Object pointing dataset rows:
[start]

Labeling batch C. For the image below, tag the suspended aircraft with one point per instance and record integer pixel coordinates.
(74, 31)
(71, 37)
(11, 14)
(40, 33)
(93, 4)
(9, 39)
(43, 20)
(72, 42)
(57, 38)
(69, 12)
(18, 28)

[end]

_WHAT IS EXPECTED_
Rewrite the data above as a numbered list, omitting any blank lines.

_RESULT FOR THIS TASK_
1. Labeling batch C. For the image below, tag the suspended aircraft with one point per instance and record integer pixel coordinates.
2. (74, 31)
3. (71, 37)
4. (11, 14)
5. (40, 33)
6. (93, 4)
7. (9, 39)
8. (43, 20)
9. (72, 42)
10. (57, 38)
11. (69, 12)
12. (18, 28)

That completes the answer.